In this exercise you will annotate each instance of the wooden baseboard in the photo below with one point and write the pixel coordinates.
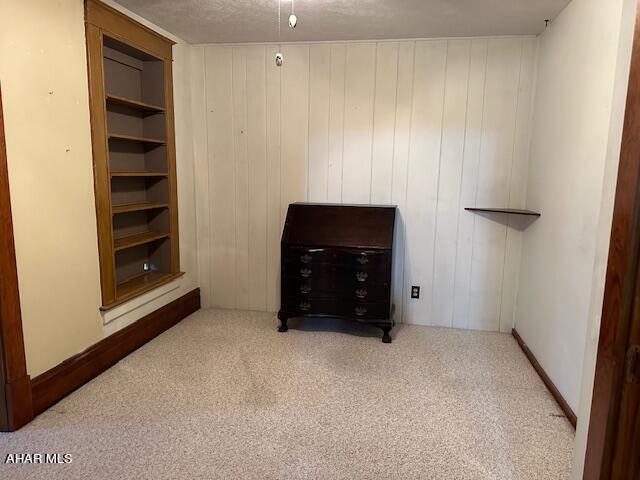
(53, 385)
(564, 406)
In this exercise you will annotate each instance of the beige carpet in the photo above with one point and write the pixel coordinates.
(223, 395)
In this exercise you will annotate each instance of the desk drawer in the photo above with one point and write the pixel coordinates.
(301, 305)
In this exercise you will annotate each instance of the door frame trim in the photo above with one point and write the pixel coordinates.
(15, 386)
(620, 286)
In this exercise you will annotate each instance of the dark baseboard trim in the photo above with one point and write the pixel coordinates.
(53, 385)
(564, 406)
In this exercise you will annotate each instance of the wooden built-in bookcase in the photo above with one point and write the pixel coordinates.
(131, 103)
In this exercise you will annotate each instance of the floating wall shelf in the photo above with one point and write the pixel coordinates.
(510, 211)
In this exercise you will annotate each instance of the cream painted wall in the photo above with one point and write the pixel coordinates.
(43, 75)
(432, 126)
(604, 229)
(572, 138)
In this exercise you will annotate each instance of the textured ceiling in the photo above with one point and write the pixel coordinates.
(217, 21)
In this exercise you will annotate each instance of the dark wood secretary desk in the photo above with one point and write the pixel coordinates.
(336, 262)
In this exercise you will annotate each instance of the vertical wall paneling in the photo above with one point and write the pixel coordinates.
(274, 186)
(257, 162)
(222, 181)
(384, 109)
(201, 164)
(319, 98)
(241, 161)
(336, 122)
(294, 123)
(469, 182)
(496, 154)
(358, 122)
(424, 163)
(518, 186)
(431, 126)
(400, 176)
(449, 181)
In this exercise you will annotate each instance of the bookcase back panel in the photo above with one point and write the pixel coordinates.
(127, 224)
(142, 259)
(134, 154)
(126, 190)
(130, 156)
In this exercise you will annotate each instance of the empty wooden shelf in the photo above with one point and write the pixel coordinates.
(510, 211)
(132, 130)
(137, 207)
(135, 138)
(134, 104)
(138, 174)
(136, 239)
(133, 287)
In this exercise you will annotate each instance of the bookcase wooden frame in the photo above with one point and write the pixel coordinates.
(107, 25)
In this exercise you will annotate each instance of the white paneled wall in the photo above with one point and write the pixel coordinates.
* * *
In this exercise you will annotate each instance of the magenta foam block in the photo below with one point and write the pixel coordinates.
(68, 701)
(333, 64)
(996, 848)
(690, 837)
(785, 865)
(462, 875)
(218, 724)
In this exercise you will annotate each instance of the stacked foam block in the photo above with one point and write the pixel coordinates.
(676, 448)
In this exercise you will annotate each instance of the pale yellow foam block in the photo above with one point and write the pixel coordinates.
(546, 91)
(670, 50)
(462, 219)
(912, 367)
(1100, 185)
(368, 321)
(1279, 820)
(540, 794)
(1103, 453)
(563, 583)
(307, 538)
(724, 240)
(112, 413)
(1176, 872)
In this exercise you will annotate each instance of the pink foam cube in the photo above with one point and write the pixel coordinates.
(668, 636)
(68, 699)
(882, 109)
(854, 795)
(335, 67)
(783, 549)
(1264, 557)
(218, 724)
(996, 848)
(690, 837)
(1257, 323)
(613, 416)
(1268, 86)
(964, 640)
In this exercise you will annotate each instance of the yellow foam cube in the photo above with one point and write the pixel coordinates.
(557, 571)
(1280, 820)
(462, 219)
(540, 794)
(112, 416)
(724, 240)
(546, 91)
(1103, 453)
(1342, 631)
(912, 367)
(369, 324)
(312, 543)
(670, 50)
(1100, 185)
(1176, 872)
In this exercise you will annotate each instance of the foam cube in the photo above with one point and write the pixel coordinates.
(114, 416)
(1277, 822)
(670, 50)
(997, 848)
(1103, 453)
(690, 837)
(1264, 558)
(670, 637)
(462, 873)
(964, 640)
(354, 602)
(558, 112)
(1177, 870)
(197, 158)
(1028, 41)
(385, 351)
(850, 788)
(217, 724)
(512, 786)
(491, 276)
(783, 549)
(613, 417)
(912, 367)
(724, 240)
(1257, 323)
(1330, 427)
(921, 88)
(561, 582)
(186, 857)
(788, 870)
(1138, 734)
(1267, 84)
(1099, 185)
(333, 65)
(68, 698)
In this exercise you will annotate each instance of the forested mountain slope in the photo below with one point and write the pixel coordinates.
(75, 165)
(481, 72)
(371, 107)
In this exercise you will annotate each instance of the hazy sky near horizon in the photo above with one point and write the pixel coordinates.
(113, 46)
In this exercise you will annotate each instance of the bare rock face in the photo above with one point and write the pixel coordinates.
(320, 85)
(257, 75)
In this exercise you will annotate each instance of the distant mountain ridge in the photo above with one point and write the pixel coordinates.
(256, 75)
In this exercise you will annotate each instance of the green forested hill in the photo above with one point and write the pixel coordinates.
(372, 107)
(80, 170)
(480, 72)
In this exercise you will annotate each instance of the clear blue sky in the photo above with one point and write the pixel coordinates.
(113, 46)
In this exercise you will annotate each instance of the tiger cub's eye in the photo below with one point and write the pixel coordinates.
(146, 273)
==
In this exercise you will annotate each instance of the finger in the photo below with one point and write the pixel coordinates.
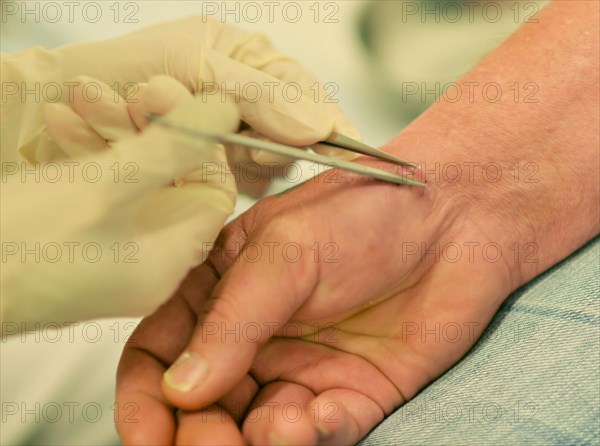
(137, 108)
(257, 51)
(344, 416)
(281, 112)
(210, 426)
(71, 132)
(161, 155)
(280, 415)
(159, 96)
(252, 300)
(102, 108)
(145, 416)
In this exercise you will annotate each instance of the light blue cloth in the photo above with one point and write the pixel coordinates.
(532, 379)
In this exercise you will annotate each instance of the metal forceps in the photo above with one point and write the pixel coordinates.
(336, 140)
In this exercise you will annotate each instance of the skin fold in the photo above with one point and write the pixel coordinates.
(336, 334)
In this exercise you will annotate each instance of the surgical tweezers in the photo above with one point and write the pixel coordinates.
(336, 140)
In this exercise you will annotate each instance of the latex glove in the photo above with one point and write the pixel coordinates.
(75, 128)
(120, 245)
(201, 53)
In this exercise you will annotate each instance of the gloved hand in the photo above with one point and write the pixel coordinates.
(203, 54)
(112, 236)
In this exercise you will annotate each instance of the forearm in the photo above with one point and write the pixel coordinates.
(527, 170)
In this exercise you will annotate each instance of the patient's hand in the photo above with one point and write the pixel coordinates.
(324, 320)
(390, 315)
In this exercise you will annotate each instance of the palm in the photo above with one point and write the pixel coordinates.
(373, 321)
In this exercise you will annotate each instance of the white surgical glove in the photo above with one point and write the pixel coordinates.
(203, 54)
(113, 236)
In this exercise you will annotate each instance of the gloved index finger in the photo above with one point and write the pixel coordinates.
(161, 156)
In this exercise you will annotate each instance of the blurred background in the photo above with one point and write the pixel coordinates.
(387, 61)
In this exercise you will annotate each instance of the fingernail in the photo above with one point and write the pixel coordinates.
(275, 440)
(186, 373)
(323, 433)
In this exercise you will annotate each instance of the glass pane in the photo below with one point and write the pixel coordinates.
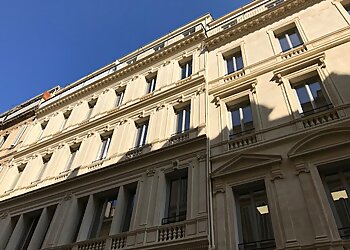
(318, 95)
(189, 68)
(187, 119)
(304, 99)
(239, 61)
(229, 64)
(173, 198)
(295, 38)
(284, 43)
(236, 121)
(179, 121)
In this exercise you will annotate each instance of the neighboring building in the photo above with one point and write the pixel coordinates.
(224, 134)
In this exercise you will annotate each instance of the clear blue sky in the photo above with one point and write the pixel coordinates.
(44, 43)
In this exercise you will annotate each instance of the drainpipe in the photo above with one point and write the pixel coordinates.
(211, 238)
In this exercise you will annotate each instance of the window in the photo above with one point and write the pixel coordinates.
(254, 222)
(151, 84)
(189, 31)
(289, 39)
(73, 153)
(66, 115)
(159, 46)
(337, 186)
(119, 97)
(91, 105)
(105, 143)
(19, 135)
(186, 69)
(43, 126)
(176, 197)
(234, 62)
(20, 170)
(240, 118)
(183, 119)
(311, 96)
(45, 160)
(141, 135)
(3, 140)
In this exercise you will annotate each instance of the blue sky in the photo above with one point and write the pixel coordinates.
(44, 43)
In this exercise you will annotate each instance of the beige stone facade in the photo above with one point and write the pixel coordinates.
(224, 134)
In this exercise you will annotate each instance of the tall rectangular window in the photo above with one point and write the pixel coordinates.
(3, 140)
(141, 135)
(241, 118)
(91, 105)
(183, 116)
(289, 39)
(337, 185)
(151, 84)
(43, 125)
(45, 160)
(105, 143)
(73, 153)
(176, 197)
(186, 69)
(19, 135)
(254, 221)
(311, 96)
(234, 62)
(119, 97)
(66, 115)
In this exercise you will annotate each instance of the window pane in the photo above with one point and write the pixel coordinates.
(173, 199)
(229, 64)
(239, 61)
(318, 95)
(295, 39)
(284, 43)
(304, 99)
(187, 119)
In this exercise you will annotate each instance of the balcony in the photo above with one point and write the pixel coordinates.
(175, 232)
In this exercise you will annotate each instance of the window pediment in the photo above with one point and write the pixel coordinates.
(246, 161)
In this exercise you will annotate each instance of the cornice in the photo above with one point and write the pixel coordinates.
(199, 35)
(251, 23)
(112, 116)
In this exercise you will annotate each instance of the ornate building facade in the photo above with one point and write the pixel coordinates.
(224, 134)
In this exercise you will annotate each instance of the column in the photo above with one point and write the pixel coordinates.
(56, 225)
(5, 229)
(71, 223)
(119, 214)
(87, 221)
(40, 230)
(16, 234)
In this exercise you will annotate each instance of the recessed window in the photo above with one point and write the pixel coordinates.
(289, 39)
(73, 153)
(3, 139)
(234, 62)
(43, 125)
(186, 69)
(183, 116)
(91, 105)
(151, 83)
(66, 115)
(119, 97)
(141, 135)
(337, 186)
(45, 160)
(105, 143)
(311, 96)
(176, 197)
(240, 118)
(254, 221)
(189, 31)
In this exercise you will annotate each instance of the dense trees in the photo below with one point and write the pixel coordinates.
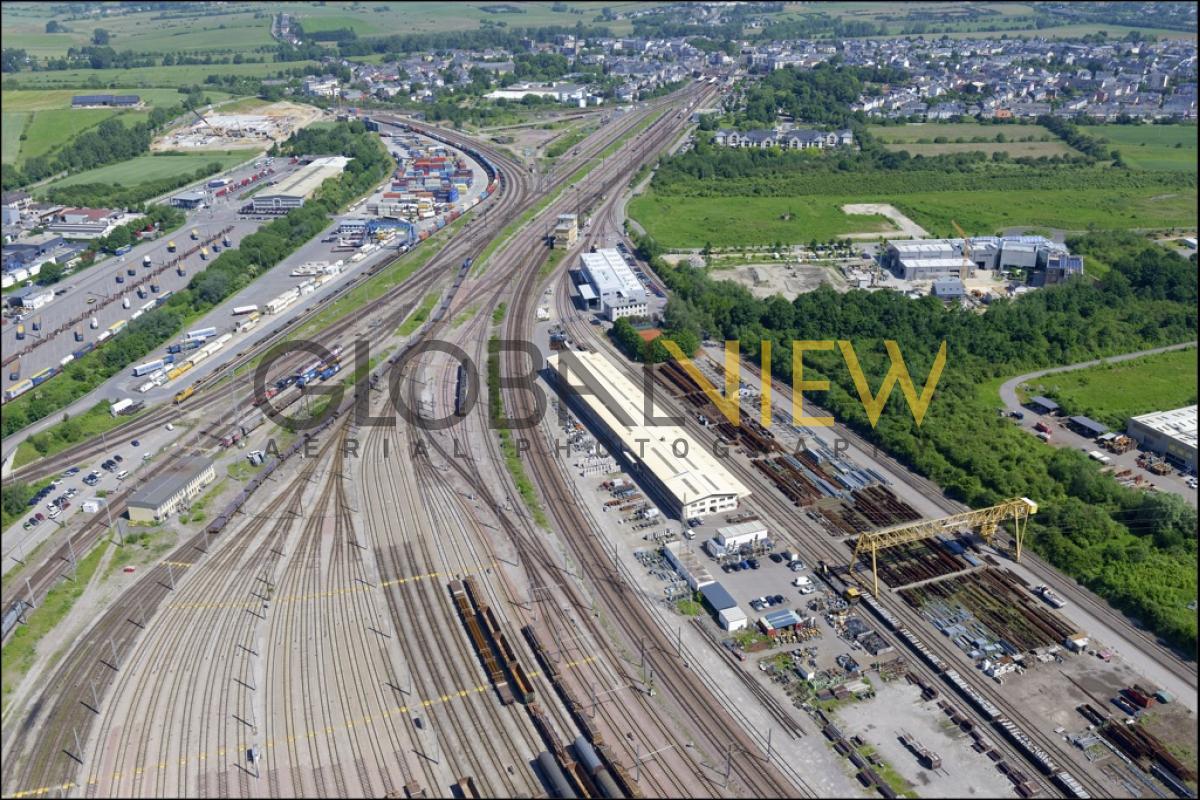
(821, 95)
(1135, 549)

_Work instruction:_ Please output exactly the lines between the one holding "the bookcase wooden" and the one holding "the white paneled" in the records above, inclusive, and nothing more.

_Solution to the problem:_
In this exercise you will annotate each instance of the bookcase wooden frame in the photo above with one point and write the pixel coordinates.
(107, 25)
In this exercise you will annotate each instance of the white paneled wall in the photo above with one point and write the pixel coordinates.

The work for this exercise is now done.